**Task to carry out**
Find the lines below that contain the string "dark". Copy each one.

Referring expression grounding data
BEGIN

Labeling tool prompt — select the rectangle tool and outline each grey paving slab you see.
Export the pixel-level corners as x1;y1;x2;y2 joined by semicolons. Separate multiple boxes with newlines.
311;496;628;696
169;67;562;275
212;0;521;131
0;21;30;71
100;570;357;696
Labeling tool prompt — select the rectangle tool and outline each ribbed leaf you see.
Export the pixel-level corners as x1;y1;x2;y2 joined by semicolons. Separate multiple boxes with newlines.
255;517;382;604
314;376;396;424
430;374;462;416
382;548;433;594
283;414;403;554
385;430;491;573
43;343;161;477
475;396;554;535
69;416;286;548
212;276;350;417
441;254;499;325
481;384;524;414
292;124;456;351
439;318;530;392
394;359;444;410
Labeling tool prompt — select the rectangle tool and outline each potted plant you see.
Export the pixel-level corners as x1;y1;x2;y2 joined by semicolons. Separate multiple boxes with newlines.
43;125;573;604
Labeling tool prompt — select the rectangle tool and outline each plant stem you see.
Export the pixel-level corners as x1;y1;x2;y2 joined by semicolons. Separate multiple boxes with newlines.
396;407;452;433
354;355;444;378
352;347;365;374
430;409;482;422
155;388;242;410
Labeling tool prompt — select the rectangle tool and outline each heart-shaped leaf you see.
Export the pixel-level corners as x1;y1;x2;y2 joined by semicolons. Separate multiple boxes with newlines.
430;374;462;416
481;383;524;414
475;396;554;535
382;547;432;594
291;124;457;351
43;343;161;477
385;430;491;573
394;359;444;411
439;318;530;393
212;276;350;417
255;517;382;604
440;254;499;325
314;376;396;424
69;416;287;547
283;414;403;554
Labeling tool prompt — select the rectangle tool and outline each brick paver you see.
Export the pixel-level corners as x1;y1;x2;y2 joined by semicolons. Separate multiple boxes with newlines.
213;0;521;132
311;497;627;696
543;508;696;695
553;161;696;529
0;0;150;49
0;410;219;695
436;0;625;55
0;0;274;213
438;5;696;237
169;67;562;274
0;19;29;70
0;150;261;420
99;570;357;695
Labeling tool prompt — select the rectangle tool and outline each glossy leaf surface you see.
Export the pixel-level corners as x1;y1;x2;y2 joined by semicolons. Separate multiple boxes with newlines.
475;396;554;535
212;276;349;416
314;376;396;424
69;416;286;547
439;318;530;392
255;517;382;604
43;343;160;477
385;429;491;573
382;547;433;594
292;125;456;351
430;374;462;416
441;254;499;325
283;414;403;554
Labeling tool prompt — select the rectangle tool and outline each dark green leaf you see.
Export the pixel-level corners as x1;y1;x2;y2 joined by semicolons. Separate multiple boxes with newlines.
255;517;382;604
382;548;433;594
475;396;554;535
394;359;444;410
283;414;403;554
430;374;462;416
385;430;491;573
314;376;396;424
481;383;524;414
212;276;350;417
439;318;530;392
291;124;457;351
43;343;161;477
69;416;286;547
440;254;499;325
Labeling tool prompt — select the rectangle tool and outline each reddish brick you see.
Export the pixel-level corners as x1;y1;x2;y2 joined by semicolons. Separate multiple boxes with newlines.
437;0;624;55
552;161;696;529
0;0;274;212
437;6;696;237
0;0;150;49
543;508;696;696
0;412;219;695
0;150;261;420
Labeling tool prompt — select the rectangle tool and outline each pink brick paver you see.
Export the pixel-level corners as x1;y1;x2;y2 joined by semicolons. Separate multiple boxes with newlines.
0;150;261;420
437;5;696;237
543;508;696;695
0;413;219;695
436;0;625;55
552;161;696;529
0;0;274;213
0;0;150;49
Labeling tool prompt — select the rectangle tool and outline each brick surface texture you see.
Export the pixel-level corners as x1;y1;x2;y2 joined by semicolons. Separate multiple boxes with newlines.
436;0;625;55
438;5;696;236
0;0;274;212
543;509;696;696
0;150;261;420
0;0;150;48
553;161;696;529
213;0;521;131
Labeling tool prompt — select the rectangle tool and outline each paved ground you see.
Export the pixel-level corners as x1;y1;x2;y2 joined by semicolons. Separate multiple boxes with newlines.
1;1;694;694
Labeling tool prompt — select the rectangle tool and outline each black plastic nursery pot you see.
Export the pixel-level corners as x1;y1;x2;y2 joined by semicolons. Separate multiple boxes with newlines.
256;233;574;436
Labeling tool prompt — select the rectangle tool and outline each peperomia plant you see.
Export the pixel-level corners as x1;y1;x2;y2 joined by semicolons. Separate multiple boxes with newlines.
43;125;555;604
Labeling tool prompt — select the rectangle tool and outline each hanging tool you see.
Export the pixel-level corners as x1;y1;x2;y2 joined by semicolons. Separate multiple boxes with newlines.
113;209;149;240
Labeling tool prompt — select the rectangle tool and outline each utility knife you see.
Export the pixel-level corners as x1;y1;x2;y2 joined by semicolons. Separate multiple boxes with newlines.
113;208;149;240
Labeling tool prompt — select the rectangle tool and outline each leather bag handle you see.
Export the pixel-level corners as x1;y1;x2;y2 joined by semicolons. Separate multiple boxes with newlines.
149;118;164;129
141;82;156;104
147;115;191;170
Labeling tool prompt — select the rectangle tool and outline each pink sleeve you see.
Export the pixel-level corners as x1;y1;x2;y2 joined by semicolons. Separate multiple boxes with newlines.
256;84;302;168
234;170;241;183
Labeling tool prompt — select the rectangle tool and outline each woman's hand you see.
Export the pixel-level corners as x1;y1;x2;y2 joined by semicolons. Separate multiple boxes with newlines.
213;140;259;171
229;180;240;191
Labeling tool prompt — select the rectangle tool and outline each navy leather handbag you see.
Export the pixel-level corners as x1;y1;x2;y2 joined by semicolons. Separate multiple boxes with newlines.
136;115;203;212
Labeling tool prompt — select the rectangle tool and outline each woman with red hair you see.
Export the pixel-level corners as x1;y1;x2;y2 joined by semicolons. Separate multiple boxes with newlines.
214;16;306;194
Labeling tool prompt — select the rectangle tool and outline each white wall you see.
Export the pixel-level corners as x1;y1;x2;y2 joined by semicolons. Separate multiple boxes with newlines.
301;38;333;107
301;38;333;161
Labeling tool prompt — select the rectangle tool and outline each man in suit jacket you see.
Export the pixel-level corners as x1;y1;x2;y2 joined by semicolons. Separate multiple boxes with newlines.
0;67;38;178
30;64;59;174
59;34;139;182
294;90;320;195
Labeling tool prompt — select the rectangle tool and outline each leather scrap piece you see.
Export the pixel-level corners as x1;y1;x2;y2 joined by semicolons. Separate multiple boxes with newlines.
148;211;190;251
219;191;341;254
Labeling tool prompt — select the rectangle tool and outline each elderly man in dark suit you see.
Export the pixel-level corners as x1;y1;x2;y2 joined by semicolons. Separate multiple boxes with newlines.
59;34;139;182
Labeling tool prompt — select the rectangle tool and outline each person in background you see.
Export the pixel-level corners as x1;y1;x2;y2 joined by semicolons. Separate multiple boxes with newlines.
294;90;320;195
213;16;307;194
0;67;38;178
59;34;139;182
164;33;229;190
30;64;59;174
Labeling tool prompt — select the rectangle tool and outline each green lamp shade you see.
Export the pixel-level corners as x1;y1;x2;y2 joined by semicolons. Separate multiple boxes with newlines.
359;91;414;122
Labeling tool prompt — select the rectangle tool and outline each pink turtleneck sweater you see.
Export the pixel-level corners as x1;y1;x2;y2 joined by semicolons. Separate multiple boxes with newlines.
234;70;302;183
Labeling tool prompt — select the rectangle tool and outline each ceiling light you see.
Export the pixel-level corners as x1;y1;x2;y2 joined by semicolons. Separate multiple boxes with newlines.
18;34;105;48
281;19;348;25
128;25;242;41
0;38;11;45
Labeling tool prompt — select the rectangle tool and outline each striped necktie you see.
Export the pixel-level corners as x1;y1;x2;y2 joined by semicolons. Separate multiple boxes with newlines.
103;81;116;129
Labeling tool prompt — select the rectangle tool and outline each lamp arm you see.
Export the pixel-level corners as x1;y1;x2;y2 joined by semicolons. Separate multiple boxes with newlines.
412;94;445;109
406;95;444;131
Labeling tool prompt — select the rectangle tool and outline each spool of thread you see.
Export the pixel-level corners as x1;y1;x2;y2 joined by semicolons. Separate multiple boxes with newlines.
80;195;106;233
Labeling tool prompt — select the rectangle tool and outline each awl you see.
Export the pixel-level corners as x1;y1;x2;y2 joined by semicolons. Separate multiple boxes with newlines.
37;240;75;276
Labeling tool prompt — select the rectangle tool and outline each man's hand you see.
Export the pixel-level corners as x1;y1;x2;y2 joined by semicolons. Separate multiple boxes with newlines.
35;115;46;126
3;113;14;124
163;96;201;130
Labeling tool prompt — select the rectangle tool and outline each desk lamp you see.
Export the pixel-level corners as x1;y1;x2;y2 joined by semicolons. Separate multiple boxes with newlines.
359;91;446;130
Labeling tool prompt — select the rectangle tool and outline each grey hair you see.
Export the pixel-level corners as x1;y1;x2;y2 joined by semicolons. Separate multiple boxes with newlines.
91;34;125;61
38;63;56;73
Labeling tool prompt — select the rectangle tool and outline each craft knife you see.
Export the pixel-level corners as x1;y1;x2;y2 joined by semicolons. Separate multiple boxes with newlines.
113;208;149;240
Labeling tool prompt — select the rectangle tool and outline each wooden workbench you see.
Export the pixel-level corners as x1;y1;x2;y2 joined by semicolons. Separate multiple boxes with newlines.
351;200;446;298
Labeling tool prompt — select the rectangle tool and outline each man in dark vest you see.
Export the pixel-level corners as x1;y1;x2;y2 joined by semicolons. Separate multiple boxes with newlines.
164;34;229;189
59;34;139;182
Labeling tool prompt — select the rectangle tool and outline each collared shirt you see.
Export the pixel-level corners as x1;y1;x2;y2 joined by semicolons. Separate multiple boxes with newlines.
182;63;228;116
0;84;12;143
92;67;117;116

END

**Written response**
Labeling tool prompt — select the rectangle tool and outline each dark green leaf you see.
Labeling tool prompt — select the rectangle tool and outline each elderly man in dark suit you see.
Labeling tool prompt — select the rectangle tool and outline each man in dark vest you see.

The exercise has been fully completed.